### Atividades propostas
1. Transcreva literalmente, do texto sobre a coruja e o rouxinol, tudo o que vai de "Nas escolas freqüentemente" até "tendem ao materialismo.".
2. No texto sobre a coruja e o rouxinol, o que a coruja sempre simbolizou por ver no escuro?

### Texto
· · · · ·
A coruja é feia. Ela é a noite, é a morte. Ela é o ódio a luz, ela representa o mal. Quem poderia, nesse sentido, preferir a coruja?
Contudo, há também um significado legítimo e bom na coruja. Ela vê no escuro, por isso, sempre simbolizou a filosofia, que permite ver nas questões obscuras. Onde o homem comum nada percebe, o filósofo vê e compreende. A coruja representa assim o saber filosófico, a teoria pura, a ciência abstrata e, nesse sentido, é símbolo de um bem.
O rouxinol é a poesia. Até em seu nome parece haver um trinado sonoro. Ele é um raio de sol cantando. A coruja é a luz intelectual. Não há escuridão para seus olhos argutos.
Entre a coruja e o rouxinol, qual escolher?
A sabedoria é desejável e a beleza é amável. A filosofia ilumina. A poesia encanta. Preferir o saber, excluindo a beleza? Escravizar-se a beleza e repelir a sabedoria?
Entre a coruja e o rouxinol, qual escolher?
Santa Teresinha dizia: "Eu escolho tudo".
Assim também nós. Nós escolhemos a coruja e o rouxinol. Queremos a sabedoria e a beleza, a ciência e a poesia, a luz e a música. Porque sabedoria e beleza são inseparáveis. Escolhemos tudo porque sabemos que a sabedoria é formosa e que toda beleza possui o brilho da verdade. Coruja e rouxinol se completam.
Uma das características do pensamento moderno é opor dialeticamente doutrina e realidade, teoria e prática.
Nas escolas freqüentemente essa oposição atinge o desvario. Uns só valorizam a experiência. Outros se perdem em elucubrações cerebrinas.
A maioria dos alunos vai engrossar as turbas dos pragmáticos adoradores do concreto e tendem ao materialismo.
O modo de pensar católico é exatamente oposto. A doutrina da Igreja, que ensina que tudo o que Deus fez é bom e harmonioso, afirma que nunca se deve separar o teórico do prático, nem o abstracto do real. O pensamento católico se opõe, quer ao abstracionismo brumoso, quer ao ateísmo e materialismo práticos. Jamais ele separa um princípio do exemplo concreto. Doutrina e vida nos são apresentadas pela Igreja unidas e harmónicas. Todo princípio é vivido. Toda doutrina é exemplificada. É esse concreto no teórico, é essa filosofia do que há de mais prático, é essa harmonia entre doutrina e vida que fazem, do ponto de vista natural, o encanto da civilização cristã.
Como é fria e estéril a coruja sem o rouxinol! Como é vazio e superficial o rouxinol sem a coruja!
De que vale a teoria sem a realidade?
De que vale a poesia sem a verdade?
· · · · ·
### Trechos do material
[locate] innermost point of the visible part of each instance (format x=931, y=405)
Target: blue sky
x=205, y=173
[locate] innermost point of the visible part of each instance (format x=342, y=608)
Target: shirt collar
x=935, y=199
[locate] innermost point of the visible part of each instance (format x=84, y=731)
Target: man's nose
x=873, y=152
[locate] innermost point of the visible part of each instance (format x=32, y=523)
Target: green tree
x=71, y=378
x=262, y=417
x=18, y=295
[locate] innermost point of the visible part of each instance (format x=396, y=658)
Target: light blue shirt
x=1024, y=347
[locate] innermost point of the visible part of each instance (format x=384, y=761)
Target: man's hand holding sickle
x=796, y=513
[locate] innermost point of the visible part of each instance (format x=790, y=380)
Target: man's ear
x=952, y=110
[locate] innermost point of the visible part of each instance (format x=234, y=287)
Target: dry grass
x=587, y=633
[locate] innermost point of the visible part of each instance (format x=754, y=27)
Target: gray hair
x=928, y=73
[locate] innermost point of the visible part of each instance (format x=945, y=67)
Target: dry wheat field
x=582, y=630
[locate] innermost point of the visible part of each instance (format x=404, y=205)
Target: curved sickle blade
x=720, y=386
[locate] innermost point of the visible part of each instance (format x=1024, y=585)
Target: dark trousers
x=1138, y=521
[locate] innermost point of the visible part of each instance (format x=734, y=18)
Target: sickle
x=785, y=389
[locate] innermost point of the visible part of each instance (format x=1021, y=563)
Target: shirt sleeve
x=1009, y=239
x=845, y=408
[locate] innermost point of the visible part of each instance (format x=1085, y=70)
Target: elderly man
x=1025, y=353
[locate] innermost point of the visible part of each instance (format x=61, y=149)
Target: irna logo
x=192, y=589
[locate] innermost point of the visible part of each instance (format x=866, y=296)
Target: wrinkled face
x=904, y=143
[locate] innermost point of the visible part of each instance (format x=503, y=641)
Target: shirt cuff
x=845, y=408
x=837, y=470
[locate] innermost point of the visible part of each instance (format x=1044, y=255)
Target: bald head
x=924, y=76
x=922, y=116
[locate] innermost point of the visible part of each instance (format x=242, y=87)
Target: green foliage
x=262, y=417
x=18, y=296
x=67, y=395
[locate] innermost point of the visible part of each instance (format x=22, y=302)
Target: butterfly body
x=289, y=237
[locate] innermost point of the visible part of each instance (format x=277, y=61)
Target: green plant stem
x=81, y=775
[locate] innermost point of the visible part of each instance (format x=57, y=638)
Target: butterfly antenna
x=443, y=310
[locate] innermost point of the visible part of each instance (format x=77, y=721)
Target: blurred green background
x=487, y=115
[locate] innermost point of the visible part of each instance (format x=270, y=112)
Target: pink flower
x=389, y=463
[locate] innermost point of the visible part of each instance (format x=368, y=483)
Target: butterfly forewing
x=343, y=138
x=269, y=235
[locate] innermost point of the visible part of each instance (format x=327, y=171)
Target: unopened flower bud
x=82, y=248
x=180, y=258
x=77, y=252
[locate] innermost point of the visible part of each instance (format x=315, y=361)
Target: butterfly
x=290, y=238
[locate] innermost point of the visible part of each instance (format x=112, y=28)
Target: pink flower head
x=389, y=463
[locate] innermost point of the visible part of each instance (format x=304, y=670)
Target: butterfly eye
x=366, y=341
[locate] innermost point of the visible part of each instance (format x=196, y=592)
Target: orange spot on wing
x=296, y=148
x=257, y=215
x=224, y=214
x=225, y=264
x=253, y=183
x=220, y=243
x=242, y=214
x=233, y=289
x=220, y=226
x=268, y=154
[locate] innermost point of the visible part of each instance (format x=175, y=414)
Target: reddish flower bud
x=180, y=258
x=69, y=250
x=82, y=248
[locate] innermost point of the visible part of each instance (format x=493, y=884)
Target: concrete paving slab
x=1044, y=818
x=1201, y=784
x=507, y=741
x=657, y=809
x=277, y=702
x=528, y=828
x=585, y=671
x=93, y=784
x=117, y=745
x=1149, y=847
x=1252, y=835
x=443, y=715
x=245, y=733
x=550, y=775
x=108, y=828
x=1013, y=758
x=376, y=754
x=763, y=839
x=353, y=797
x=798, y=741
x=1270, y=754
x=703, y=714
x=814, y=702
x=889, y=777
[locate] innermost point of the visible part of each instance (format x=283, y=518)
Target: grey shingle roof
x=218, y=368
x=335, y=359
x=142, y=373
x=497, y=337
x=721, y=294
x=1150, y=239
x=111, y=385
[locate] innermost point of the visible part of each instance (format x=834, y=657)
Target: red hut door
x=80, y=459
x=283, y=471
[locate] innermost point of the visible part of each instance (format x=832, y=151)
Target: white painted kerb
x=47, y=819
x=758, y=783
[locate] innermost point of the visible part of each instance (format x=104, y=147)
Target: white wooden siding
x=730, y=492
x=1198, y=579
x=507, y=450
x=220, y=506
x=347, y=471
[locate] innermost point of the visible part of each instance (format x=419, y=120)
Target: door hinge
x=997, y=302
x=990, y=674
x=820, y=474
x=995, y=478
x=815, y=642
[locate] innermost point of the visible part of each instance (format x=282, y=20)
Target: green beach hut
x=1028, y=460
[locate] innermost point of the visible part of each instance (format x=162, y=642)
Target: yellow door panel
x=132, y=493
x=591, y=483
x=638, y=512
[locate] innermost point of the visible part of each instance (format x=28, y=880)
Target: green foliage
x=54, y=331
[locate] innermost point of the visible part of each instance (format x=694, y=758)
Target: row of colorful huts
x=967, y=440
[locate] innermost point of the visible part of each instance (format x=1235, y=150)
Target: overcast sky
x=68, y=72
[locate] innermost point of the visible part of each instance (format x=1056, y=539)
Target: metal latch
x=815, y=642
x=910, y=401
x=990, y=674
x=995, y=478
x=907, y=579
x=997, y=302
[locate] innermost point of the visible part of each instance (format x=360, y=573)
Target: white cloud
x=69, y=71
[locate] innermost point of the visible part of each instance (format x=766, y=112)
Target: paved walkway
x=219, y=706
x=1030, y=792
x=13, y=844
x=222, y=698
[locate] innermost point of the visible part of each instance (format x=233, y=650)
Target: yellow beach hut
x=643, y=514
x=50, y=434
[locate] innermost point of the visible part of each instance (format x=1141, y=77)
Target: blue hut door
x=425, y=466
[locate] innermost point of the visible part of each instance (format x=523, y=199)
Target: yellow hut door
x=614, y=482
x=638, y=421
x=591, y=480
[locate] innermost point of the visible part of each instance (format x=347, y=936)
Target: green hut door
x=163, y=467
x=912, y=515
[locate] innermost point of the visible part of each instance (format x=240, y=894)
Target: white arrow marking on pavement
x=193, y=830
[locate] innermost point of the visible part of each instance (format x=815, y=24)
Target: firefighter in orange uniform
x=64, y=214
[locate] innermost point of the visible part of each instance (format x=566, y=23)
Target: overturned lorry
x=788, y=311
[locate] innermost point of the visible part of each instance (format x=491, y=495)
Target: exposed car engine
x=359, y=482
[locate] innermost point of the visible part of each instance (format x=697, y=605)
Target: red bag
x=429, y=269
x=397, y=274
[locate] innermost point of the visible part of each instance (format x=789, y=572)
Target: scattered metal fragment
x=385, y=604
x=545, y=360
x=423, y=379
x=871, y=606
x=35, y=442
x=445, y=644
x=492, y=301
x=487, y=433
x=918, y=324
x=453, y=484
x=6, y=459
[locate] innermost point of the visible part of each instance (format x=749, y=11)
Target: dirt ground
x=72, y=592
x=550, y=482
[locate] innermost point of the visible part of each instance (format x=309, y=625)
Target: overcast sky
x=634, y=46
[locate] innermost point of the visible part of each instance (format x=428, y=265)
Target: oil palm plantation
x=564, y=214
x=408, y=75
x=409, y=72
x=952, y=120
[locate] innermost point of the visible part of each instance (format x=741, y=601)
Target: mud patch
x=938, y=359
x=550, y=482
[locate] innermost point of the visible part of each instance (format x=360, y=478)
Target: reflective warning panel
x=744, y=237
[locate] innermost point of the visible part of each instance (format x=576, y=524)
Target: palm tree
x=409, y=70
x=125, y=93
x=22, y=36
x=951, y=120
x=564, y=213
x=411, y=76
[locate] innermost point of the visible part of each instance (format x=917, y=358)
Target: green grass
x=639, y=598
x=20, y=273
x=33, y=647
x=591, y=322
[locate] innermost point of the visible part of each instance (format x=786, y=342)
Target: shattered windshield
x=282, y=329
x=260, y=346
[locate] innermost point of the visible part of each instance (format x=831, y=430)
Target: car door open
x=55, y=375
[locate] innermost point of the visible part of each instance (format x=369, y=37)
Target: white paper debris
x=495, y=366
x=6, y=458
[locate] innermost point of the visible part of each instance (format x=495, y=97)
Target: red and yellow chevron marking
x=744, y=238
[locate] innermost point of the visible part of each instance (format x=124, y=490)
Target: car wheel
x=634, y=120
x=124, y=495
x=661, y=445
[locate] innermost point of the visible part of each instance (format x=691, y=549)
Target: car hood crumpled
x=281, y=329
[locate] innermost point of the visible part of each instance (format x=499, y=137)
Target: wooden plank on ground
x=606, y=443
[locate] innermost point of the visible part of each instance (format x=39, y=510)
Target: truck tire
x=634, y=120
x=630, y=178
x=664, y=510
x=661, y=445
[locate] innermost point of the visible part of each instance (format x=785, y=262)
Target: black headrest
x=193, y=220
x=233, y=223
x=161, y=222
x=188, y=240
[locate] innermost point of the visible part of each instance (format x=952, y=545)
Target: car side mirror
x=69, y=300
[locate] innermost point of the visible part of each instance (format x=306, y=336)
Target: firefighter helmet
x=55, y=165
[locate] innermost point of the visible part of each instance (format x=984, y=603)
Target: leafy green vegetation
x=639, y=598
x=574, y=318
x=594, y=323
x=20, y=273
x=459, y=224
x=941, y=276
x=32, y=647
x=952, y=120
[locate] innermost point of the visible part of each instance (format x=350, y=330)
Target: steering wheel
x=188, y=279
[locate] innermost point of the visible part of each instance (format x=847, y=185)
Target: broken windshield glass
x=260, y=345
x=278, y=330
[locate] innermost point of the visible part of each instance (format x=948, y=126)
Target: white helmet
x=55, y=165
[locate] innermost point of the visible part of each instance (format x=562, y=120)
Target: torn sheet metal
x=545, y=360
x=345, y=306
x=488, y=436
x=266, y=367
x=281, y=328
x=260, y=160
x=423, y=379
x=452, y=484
· · · · ·
### Respostas por atividade
1.
Nas escolas freqüentemente essa oposição atinge o desvario. Uns só valorizam a experiência. Outros se perdem em elucubrações cerebrinas.
A maioria dos alunos vai engrossar as turbas dos pragmáticos adoradores do concreto e tendem ao materialismo.

2. A filosofia, que permite ver nas questões obscuras.